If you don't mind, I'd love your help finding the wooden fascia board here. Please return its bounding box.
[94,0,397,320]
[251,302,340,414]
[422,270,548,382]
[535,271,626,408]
+++
• TASK DETAILS
Could you render the lines above as a Markdown table with two columns, No. and Line, numbering each row and leaving out any blank lines?

• REPLY
| No. | Line |
|---|---|
| 1 | If you don't mind, I'd love your help finding the wooden fascia board here. Please return its bounding box. |
| 2 | [94,0,397,320] |
| 3 | [251,302,340,414] |
| 4 | [422,270,548,382] |
| 5 | [535,271,626,408] |